*** SUPPLIED ENTRIES Section Begins ***

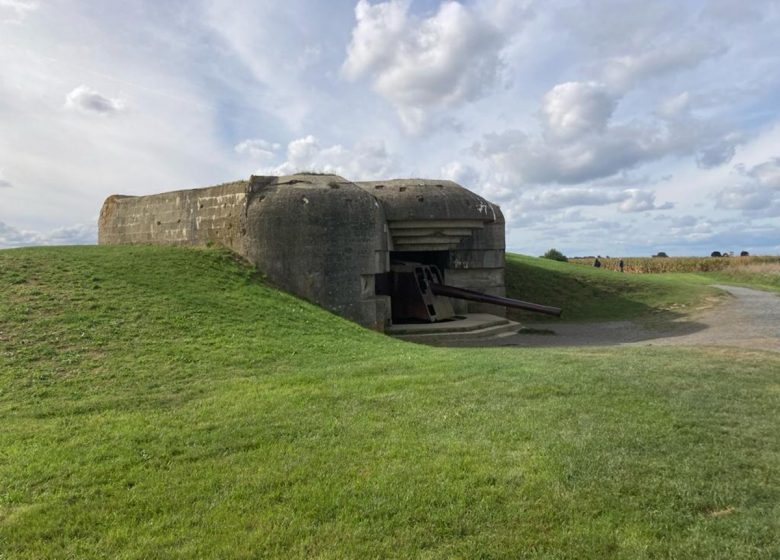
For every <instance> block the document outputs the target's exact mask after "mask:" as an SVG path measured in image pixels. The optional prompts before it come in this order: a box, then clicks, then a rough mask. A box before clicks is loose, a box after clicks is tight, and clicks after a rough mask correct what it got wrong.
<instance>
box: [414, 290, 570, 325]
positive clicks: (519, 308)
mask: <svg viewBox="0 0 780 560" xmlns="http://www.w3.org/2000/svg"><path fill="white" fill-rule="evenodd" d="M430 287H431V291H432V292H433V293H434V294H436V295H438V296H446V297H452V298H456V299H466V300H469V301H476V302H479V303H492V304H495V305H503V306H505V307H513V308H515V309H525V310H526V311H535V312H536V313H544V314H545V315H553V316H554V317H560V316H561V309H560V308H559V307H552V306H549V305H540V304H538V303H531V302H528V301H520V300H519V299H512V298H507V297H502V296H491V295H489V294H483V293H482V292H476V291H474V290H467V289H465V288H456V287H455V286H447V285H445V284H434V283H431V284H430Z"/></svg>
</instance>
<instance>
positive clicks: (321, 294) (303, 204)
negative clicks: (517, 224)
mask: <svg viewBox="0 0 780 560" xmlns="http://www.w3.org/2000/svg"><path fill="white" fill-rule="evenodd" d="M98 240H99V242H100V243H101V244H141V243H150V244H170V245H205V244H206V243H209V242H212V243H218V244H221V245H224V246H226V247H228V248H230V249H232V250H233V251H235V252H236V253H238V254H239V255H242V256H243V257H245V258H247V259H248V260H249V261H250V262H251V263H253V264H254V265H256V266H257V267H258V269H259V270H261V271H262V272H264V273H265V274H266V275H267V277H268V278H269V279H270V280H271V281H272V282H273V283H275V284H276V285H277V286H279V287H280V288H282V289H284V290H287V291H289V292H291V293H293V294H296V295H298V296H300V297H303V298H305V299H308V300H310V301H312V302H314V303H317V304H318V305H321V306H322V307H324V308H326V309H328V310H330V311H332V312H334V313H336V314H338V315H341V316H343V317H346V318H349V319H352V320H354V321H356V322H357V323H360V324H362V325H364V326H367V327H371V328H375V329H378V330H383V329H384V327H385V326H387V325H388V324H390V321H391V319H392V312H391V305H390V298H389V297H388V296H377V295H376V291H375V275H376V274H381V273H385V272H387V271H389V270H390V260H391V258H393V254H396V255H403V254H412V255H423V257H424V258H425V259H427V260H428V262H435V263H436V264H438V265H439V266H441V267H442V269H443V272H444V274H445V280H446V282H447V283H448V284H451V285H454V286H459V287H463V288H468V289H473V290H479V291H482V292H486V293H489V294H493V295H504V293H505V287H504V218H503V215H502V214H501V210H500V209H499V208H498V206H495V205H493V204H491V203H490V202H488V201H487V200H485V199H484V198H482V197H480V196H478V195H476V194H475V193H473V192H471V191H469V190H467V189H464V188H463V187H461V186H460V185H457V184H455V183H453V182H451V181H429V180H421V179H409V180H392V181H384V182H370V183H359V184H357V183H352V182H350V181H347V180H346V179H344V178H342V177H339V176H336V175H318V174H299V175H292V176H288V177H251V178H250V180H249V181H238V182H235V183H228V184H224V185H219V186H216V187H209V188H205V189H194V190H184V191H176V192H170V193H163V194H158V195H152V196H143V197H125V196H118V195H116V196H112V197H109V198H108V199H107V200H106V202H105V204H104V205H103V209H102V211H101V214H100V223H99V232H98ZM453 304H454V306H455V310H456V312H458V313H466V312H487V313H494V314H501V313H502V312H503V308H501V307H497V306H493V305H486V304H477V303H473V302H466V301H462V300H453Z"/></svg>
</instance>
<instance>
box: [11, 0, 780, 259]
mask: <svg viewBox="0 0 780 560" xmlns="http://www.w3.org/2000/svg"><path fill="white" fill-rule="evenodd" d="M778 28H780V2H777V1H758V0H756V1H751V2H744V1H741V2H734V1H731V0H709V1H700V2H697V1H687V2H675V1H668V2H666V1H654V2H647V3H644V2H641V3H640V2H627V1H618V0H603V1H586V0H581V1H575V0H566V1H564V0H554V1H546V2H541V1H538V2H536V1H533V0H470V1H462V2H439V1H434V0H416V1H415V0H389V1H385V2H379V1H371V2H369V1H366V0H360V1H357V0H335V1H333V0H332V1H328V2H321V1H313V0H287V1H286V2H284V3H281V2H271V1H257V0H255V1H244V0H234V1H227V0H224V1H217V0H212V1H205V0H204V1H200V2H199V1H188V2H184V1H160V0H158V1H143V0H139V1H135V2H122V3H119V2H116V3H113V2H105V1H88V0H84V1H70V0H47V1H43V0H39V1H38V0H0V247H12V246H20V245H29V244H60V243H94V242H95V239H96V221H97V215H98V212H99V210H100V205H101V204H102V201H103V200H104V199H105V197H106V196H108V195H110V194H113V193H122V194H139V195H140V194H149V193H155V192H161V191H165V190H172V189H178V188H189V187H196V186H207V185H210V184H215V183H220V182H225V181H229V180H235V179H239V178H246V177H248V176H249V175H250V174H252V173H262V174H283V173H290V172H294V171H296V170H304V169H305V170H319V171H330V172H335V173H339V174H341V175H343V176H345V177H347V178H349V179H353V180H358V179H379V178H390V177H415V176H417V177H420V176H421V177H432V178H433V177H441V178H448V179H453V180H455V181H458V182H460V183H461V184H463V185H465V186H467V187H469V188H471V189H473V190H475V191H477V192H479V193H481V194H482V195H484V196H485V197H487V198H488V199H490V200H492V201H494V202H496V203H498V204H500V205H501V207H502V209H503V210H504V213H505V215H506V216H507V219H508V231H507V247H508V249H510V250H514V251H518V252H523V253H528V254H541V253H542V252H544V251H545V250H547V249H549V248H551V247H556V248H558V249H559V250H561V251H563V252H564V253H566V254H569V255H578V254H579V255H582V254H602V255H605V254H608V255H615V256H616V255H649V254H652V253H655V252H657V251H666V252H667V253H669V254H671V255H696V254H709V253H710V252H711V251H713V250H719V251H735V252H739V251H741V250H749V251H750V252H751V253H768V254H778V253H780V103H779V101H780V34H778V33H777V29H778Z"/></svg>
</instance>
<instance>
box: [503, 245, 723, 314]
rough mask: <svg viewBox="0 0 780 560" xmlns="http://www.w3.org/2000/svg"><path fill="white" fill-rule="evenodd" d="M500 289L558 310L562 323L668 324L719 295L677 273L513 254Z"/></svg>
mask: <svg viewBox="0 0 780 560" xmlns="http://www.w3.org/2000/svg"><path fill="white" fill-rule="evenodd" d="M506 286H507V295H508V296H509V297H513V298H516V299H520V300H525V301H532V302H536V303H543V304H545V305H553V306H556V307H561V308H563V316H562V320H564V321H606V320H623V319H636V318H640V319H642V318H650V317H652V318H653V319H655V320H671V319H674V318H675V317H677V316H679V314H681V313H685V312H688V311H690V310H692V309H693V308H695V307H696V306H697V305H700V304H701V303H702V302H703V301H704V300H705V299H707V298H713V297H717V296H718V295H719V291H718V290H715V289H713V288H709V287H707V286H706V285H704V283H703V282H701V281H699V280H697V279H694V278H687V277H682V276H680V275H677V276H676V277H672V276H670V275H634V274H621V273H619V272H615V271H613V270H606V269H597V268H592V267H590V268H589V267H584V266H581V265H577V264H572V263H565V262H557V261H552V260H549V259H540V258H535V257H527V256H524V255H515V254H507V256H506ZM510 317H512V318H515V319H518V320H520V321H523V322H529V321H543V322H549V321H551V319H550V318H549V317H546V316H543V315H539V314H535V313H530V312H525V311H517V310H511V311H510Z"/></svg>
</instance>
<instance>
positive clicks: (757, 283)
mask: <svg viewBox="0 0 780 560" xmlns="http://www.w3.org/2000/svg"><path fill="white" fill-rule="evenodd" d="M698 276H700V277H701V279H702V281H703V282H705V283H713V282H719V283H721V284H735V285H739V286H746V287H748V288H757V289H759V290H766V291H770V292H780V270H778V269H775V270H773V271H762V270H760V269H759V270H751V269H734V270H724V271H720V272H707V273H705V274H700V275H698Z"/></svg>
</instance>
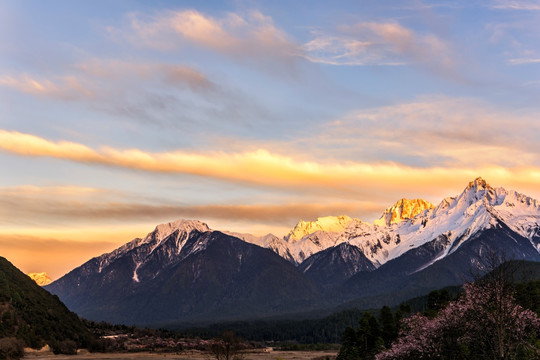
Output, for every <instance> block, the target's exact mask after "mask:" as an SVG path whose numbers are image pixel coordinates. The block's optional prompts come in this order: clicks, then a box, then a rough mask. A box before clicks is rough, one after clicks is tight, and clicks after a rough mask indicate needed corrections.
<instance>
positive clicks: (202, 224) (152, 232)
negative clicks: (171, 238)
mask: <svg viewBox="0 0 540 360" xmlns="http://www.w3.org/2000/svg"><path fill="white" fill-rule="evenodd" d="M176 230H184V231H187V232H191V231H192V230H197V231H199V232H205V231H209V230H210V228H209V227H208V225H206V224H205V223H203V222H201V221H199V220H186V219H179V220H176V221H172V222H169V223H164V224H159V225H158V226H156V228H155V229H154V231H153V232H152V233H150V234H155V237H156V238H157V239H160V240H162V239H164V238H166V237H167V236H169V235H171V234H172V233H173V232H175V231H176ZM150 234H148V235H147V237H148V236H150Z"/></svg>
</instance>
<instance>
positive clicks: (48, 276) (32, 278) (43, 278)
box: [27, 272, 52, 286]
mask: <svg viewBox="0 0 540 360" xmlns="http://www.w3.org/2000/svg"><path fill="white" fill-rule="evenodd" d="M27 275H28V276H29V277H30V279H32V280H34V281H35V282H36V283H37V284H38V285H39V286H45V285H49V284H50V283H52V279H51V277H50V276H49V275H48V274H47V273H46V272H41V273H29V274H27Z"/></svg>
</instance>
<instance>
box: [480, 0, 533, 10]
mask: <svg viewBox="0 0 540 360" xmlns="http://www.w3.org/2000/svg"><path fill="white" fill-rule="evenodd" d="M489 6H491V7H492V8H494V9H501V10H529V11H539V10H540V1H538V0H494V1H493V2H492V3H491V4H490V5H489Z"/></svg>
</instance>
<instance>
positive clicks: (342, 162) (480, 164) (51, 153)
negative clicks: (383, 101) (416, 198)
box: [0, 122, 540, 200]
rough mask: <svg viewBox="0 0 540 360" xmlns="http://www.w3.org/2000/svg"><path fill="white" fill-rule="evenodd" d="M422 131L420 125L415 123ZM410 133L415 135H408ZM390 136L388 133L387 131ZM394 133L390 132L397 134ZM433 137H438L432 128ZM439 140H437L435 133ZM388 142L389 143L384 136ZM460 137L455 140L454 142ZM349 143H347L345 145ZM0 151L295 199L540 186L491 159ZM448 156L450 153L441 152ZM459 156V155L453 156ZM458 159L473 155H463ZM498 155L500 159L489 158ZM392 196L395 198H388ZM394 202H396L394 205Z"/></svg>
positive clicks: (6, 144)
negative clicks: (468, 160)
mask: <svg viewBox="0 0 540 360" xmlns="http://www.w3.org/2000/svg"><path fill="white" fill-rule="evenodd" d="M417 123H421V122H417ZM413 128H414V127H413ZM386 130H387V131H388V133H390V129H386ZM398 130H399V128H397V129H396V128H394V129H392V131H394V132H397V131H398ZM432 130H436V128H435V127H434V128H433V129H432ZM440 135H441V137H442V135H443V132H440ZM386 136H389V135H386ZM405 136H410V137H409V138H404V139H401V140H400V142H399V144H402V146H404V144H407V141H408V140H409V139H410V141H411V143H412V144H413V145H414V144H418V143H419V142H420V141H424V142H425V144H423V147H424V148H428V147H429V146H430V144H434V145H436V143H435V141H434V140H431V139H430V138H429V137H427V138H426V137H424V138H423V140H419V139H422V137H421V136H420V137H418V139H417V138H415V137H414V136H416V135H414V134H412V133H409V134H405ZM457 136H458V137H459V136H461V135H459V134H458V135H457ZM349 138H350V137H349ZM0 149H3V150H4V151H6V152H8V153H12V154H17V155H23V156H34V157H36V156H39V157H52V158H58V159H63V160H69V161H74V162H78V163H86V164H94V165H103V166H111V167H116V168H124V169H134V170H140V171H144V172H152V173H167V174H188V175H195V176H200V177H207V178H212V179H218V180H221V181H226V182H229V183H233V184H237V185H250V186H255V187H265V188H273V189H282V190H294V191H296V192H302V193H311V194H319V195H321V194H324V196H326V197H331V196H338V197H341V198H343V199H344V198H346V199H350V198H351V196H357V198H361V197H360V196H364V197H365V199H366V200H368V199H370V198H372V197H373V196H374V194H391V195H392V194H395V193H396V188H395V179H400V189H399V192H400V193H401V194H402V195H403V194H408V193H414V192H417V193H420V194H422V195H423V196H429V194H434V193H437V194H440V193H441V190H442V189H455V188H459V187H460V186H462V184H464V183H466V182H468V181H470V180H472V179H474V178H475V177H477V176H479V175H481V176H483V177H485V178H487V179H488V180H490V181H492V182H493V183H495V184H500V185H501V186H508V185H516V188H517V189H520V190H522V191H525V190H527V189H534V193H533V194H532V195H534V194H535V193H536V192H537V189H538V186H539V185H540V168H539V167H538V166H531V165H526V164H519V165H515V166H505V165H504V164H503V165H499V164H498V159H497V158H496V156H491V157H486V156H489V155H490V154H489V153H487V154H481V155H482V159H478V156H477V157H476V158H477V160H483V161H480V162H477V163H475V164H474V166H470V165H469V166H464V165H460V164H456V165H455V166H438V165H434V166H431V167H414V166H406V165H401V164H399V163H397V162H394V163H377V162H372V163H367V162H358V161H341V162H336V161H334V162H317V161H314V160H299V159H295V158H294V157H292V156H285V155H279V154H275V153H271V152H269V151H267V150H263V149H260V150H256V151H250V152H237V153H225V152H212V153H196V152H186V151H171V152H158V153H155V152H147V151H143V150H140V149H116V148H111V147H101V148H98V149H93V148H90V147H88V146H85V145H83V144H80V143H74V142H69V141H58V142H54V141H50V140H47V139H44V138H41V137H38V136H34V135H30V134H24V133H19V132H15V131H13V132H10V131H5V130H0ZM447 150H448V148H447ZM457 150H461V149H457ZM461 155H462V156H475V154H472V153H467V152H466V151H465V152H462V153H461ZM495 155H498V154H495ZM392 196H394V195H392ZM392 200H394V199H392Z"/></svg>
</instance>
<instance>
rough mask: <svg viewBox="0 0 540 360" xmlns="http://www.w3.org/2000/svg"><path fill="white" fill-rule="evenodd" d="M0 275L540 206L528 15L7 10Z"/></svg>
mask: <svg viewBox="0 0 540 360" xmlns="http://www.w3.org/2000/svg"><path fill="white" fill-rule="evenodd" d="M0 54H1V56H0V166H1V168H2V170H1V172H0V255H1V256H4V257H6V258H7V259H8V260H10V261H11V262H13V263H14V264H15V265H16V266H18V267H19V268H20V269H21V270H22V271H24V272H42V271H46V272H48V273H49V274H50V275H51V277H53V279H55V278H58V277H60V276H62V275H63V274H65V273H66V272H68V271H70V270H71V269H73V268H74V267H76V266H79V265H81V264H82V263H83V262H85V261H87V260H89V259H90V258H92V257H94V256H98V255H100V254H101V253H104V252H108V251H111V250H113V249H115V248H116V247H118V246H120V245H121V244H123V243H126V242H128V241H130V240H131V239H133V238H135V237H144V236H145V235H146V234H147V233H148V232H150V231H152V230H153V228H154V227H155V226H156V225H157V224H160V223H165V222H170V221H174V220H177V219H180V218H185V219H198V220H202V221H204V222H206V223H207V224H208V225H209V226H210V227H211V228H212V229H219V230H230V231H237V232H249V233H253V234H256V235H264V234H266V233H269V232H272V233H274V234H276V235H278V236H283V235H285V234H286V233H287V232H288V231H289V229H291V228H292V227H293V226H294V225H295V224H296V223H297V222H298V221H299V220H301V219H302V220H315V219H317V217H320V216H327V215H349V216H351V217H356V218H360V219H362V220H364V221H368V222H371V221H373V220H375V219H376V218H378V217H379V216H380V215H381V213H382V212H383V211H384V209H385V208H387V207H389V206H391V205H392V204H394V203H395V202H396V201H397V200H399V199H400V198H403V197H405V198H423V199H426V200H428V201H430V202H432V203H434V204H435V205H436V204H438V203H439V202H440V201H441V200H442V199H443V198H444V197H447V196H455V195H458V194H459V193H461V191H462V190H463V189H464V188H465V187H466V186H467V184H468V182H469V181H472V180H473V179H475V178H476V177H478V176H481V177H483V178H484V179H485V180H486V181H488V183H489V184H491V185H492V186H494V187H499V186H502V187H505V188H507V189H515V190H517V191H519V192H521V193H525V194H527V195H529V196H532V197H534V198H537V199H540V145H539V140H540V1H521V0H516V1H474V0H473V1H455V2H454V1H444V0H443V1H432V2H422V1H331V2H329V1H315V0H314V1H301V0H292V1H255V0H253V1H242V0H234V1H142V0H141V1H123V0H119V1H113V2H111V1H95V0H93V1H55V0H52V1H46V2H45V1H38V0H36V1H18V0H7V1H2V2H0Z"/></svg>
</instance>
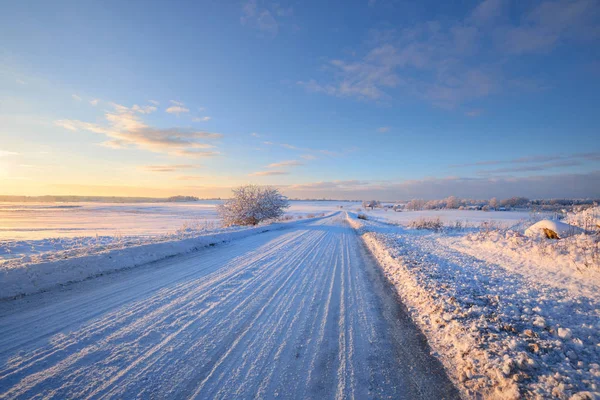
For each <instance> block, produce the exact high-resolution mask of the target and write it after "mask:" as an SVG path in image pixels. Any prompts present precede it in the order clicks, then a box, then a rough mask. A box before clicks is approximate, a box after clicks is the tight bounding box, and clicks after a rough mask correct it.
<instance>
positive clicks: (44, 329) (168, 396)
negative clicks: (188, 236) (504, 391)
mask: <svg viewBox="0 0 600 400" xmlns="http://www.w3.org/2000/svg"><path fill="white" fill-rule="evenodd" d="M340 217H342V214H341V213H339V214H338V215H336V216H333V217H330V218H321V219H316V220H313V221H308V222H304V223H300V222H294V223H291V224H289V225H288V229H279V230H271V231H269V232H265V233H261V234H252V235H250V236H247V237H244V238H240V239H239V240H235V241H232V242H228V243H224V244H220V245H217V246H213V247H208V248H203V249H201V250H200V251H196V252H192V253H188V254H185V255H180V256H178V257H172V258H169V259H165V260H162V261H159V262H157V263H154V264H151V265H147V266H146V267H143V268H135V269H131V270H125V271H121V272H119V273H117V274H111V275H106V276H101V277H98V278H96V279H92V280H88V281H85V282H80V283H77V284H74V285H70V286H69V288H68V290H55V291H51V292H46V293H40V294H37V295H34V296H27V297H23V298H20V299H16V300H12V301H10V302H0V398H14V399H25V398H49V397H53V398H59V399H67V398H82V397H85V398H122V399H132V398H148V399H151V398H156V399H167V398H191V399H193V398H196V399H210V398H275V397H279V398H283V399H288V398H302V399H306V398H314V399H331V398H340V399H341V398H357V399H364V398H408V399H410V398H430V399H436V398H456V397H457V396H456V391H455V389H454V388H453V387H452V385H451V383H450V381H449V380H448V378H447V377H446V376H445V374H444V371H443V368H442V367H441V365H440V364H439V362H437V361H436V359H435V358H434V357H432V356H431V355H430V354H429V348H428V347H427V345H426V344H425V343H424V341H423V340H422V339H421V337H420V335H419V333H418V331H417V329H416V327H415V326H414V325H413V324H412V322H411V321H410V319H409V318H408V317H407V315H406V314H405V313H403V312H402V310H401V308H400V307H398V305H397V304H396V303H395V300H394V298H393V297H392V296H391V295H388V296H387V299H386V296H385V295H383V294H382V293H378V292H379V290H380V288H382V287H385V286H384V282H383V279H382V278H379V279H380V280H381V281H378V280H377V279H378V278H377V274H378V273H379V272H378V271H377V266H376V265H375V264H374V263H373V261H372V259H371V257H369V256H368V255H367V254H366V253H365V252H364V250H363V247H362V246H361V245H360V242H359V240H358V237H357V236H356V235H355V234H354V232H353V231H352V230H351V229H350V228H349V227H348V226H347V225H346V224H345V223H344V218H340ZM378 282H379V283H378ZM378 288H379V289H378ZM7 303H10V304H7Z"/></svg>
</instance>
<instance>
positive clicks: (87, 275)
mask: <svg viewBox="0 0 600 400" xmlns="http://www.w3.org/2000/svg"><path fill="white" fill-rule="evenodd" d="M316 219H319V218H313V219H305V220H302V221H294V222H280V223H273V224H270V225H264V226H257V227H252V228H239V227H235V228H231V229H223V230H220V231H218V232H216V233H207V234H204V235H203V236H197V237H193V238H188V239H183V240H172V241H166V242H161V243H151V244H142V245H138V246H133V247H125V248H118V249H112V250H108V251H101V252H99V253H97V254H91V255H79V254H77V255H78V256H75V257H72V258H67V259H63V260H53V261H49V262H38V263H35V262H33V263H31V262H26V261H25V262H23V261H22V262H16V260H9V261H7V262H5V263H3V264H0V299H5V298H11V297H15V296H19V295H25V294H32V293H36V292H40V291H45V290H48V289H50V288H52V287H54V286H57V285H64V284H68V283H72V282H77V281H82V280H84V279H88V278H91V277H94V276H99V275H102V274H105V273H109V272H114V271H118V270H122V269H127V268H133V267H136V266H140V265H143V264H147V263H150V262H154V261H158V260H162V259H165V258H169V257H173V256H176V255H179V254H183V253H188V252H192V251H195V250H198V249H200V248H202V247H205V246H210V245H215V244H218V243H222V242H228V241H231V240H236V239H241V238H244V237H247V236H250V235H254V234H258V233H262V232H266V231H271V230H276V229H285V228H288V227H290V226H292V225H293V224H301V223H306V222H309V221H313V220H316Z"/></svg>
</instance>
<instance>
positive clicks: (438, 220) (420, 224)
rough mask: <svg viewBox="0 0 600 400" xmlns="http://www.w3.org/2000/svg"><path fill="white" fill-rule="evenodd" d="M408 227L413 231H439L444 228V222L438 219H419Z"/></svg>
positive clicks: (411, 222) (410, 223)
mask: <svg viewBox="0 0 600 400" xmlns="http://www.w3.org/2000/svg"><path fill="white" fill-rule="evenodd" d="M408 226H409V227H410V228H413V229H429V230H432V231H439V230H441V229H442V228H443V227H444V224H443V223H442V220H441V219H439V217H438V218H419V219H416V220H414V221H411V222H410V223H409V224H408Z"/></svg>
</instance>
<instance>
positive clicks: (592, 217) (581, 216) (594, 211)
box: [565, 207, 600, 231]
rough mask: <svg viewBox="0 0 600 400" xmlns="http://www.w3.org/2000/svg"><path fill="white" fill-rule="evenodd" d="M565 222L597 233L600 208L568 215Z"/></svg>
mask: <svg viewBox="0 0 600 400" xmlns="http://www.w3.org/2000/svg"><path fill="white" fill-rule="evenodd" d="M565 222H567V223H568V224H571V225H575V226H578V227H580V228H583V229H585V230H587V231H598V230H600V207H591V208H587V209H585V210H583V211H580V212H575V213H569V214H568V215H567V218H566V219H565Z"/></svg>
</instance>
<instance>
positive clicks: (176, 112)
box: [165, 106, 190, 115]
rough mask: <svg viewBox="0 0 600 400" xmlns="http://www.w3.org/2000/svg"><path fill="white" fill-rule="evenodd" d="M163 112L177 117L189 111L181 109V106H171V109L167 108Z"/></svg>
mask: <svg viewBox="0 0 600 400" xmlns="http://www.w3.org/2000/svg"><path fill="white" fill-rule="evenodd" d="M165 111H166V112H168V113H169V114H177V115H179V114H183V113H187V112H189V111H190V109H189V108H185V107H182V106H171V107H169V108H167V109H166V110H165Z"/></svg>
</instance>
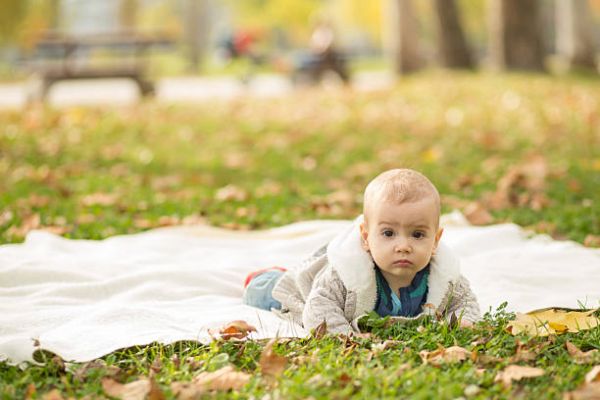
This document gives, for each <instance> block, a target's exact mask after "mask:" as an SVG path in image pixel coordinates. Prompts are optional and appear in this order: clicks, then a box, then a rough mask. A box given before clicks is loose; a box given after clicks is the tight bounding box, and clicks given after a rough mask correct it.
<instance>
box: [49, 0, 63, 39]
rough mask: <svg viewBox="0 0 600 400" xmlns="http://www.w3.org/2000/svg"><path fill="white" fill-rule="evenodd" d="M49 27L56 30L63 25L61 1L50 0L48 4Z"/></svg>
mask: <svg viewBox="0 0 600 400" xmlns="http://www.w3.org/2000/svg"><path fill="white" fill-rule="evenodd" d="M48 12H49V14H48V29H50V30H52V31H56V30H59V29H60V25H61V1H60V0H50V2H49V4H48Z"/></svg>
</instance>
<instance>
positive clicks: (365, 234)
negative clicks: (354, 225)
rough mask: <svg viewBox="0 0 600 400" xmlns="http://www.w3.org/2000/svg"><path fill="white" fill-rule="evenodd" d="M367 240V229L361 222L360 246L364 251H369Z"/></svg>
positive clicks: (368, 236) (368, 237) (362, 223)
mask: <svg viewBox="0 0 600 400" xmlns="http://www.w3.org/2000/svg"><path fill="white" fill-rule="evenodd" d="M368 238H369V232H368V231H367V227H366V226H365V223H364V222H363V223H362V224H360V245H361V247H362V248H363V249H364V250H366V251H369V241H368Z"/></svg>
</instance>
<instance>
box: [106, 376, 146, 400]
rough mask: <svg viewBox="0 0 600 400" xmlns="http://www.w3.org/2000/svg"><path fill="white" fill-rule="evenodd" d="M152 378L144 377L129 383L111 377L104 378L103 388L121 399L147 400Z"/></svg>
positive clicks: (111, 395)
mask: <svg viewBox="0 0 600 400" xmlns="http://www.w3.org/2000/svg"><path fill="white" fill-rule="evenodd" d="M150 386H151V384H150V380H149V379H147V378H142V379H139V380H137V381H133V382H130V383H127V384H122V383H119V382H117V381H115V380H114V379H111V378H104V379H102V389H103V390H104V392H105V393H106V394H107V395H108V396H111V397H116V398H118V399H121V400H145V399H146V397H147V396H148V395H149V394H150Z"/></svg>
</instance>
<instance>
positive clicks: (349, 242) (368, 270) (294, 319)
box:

*** SUPPLIED ENTRIES Section Ends ***

**TASK DESCRIPTION:**
Express everything from the start of the data down to the line containing "positive clicks: (519, 308)" as a JSON list of strings, one string per line, with blank lines omitted. Leave the pictures out.

**EXERCISE RESULT:**
[
  "For every <instance> block the document outputs the target's exact mask after \"mask:\" as an SVG path measured in image pixels. The optional prompts before it come in this order: a box, then clicks, then a rough mask. A box before clicks is loose, a box after clicks is tight, and clicks after a rough mask correct what it got wrong.",
  "<instance>",
  "box: [414, 290, 570, 325]",
  "positive clicks: (519, 308)"
]